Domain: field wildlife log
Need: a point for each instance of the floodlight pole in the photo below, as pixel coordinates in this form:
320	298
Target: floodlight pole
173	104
● ● ● ●
[WHAT YOU NEED TO DO]
Line by line, copy the data above exactly as it reads.

[ANSWER TO THE EXERCISE]
Domain: field wildlife log
Need: a point for each instance of the floodlight pole in the photo below, as pixel coordinates in this form:
320	298
Target: floodlight pole
173	104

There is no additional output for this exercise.